━━━━━ Dataset content

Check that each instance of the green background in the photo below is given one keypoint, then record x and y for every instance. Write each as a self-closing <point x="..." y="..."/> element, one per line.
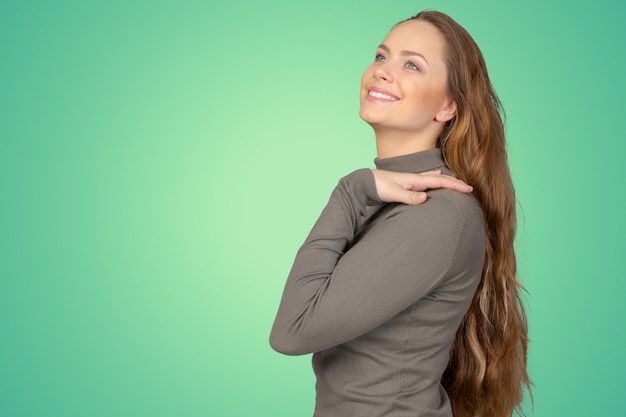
<point x="161" y="162"/>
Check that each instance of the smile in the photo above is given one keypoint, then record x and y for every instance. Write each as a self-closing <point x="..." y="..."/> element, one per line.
<point x="376" y="94"/>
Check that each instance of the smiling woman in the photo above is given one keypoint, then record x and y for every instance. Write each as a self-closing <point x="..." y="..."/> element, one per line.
<point x="405" y="290"/>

━━━━━━━━━━

● Exercise
Quote the material above verbatim, starting with the line that contains "Check that each instance of the smiling" and continuing through the end of the material.

● Exercise output
Check that each instance of the smiling woman in the photo above is given one keypoint, then record x and y for every instance. Write each as a self-closing <point x="..." y="..."/> element, one per line.
<point x="405" y="290"/>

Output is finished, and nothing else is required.